## RECORDS SHOWN
Start of Block

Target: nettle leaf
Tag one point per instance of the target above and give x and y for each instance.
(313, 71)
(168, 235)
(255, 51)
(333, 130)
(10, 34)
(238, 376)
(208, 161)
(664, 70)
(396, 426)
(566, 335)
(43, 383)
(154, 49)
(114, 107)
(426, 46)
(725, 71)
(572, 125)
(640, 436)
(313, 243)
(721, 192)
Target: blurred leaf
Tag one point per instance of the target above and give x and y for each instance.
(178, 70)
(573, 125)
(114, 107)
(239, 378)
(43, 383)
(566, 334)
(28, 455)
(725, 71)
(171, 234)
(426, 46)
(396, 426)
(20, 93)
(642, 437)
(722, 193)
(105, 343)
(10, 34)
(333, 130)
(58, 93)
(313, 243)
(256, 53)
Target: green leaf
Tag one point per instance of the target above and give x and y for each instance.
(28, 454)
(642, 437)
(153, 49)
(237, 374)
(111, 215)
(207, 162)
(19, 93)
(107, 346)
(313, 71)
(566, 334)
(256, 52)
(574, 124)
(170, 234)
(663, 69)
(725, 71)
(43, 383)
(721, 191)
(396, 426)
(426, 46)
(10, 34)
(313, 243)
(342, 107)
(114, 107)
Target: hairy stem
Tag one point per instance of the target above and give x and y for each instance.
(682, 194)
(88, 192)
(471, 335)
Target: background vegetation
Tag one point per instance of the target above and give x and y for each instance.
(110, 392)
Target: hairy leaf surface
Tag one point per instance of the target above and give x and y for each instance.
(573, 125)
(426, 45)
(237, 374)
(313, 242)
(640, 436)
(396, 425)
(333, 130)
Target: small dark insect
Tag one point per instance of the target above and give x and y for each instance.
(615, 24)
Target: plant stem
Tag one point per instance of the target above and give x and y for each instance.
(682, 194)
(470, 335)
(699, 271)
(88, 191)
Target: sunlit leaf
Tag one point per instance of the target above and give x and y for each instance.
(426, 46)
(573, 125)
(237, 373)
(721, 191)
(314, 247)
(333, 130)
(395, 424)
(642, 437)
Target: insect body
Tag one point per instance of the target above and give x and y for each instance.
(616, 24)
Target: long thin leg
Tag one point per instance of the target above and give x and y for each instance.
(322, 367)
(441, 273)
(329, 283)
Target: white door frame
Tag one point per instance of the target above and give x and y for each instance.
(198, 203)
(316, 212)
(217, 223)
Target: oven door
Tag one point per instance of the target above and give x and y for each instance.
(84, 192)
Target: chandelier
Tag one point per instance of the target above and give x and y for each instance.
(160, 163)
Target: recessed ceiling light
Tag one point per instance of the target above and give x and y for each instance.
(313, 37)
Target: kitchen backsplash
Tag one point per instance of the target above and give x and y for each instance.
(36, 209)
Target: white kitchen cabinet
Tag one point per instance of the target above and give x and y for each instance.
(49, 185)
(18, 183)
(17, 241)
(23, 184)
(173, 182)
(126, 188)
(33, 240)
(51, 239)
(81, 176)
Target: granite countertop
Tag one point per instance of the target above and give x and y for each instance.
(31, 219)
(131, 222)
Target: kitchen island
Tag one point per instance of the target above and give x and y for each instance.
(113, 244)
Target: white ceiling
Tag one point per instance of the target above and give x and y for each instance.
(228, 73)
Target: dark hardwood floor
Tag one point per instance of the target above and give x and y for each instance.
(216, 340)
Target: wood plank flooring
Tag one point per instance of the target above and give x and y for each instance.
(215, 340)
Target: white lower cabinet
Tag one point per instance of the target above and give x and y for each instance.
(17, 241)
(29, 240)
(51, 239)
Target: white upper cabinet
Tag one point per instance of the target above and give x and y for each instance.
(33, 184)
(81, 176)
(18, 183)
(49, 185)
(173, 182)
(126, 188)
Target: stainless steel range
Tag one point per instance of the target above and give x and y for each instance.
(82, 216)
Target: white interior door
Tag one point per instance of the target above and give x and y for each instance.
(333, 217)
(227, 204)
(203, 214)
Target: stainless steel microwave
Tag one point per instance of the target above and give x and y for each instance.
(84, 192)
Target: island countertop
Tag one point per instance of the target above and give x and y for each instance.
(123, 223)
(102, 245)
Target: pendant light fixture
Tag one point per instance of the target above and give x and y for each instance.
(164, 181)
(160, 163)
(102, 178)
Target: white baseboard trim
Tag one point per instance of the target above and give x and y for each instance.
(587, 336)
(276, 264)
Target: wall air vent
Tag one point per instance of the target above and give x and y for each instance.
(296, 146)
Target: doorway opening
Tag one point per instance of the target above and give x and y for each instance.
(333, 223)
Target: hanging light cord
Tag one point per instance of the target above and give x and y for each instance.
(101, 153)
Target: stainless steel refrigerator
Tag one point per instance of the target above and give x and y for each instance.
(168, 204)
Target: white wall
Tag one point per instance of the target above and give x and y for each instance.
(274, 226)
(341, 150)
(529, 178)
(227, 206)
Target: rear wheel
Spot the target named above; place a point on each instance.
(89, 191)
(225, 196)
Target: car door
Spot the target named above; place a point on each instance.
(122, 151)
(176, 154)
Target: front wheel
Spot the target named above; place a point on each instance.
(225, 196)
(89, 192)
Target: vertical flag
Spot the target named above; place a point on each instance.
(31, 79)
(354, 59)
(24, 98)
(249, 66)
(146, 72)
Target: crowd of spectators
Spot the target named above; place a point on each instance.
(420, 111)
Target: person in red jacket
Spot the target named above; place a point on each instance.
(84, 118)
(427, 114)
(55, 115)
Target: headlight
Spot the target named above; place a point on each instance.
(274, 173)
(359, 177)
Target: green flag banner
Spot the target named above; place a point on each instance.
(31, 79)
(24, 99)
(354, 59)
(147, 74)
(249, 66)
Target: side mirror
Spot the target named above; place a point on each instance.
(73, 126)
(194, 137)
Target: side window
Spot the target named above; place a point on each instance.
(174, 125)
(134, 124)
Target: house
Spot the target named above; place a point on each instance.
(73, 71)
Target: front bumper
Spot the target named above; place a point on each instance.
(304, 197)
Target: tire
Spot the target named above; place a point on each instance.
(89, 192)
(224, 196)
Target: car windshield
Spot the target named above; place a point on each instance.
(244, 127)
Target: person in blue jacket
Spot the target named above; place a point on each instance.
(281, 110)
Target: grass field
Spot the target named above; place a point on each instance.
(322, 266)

End of Block

## GOAL OF THE EXERCISE
The records above should be repeated in full, exactly as given.

## ANSWER TO THE EXERCISE
Target: nettle leaf
Tag one point per instance of the target above and give x and y for each instance.
(313, 71)
(168, 235)
(255, 51)
(333, 130)
(10, 34)
(238, 376)
(208, 161)
(664, 70)
(396, 426)
(566, 335)
(43, 383)
(154, 49)
(114, 107)
(426, 46)
(725, 71)
(572, 125)
(640, 436)
(313, 243)
(721, 192)
Target: blurred leaf
Tag one point per instance of the target above and give x and y for each instance.
(178, 70)
(573, 125)
(114, 107)
(239, 378)
(43, 383)
(566, 334)
(28, 455)
(725, 71)
(171, 234)
(426, 46)
(396, 426)
(20, 93)
(642, 437)
(722, 193)
(105, 343)
(10, 34)
(333, 130)
(58, 93)
(313, 243)
(256, 53)
Target: green leaf
Tag one point per instance of the target above and give x and y for each instance.
(28, 454)
(642, 437)
(153, 49)
(237, 374)
(111, 215)
(207, 162)
(19, 93)
(107, 346)
(313, 71)
(566, 334)
(256, 52)
(574, 124)
(170, 234)
(663, 69)
(725, 71)
(43, 383)
(721, 191)
(396, 426)
(426, 46)
(10, 34)
(313, 243)
(342, 107)
(114, 107)
Target: hairy stem
Tag one point per instance of the target above and give x and y for each instance.
(682, 194)
(88, 192)
(471, 335)
Target: background vegetation
Tag one point per instance of the target above and give x and y for each instance.
(110, 392)
Target: hairy leaf surface
Tag one point per instance of the target above and give x and y for each instance.
(573, 125)
(426, 45)
(237, 374)
(313, 242)
(640, 436)
(396, 425)
(333, 130)
Target: small dark insect
Tag one point per instance of the target above and give x and y for each instance.
(615, 24)
Target: plant stem
Tag one point per instance of the target above and give x and y for each instance.
(682, 194)
(470, 335)
(699, 271)
(88, 191)
Target: sunlit leaf
Tag one point per instance of the target above and give x and y for each instance.
(426, 46)
(573, 125)
(237, 373)
(721, 191)
(314, 247)
(333, 130)
(395, 424)
(642, 437)
Target: insect body
Tag one point per instance of the target above and give x and y for each instance.
(616, 24)
Target: long thin leg
Tag one point per instance of the target above and give x and y for each instance.
(322, 367)
(441, 273)
(329, 283)
Target: white door frame
Tag one point per instance of the target above and give x and y for each instance.
(198, 203)
(316, 212)
(217, 223)
Target: oven door
Tag one point per instance of the target above and give x and y for each instance.
(84, 192)
Target: chandelier
Tag one point per instance of the target above and give x and y for each instance.
(160, 163)
Target: recessed ceiling light
Tag one point per instance of the target above and give x and y for each instance.
(313, 37)
Target: kitchen backsplash
Tag one point per instance of the target above and give x and y for each instance.
(36, 209)
Target: white kitchen cabinet
Tag one point per instance of the target above and give x and y for each instance.
(49, 185)
(18, 183)
(17, 241)
(23, 184)
(173, 182)
(126, 188)
(33, 240)
(51, 239)
(81, 176)
Target: granite countertop
Tag one point per instance of the target above and give x and y for each instance.
(31, 219)
(131, 222)
Target: kitchen island
Tag one point per instance of the target above and give x and y for each instance.
(113, 244)
Target: white ceiling
Tag one point per instance of the target above and give x and y for each instance.
(228, 73)
Target: dark hardwood floor
Tag one point per instance of the target above and give x and y for each instance.
(216, 340)
Target: wood plank flooring
Tag one point per instance of the target above and give x and y for each instance.
(215, 340)
Target: white lower cabinet
Tag one point per instance of the target above and give x and y for each instance.
(17, 241)
(29, 240)
(51, 239)
Target: white upper cabinet
Tag one point per instance of the target above and give x and y for each instance.
(33, 184)
(81, 176)
(18, 183)
(49, 185)
(173, 182)
(126, 188)
Target: stainless steel range
Tag one point per instance of the target above and give x and y for each instance.
(82, 216)
Target: white interior door
Tag one point per instance of the target above and give x and y for each instance.
(333, 217)
(227, 204)
(203, 214)
Target: stainless steel microwave
Tag one point per instance of the target above and give x and y for each instance.
(84, 192)
Target: island countertop
Tag one point per instance of the target above and give x and y for each instance.
(123, 223)
(102, 245)
Target: pendant light fixture
Tag one point per instance of the target above and give x and y for each instance.
(164, 181)
(160, 163)
(102, 178)
Target: white baseboard trim
Tag one point per instance of the target above and give x and y for each instance.
(587, 336)
(276, 264)
Target: wall air vent
Tag one point per instance of the target above and give x and y for each instance.
(296, 146)
Target: doorway opening
Tag one point per instance of the target above and give x and y for each instance.
(333, 223)
Target: hanging light cord
Tag one point per instance of the target above and give x and y for each instance.
(101, 153)
Target: stainless steel refrigerator
Tag one point per instance of the target above and give x and y for each instance.
(168, 204)
Target: white wall
Tag one point per instance of the target above and give x and y for each instance.
(274, 226)
(341, 150)
(529, 178)
(227, 206)
Target: rear wheel
Spot the target named above; place a point on each instance.
(89, 191)
(225, 196)
Target: car door
Spot the target named above; place a point on each instance.
(122, 151)
(176, 154)
Target: front wheel
Spot the target named above; place a point on each instance.
(225, 196)
(89, 192)
Target: vertical flag
Spot the target named above; place a point on each instance.
(31, 79)
(354, 59)
(24, 98)
(249, 66)
(146, 72)
Target: crowd of spectators
Spot the target named above; place a point on each instance.
(420, 111)
Target: person in red jacket
Spot the target named above; place a point on each instance.
(84, 118)
(427, 114)
(55, 115)
Target: headlight
Spot the target named above; place a point on each instance.
(274, 173)
(359, 177)
Target: green flag banner
Spot the target named above; place a point on each instance.
(31, 79)
(24, 99)
(354, 59)
(147, 74)
(249, 66)
Target: side mirror
Spot the target named above; place a point on each instance.
(73, 126)
(194, 137)
Target: side window
Spot the target named above; place a point on each instance.
(174, 125)
(134, 124)
Target: house
Spot the target named above; place a point on each instance.
(73, 71)
Target: front bumper
Spot the target named above; place a point on each instance.
(304, 197)
Target: tire
Spot the target named above; place a point on each instance.
(89, 192)
(224, 196)
Target: car windshield
Spot the target named above; place a point on each instance.
(244, 127)
Target: person in blue jacket
Spot the target named above; place a point on each instance.
(281, 110)
Target: grass field
Spot the target named above; place a point on each instance.
(322, 266)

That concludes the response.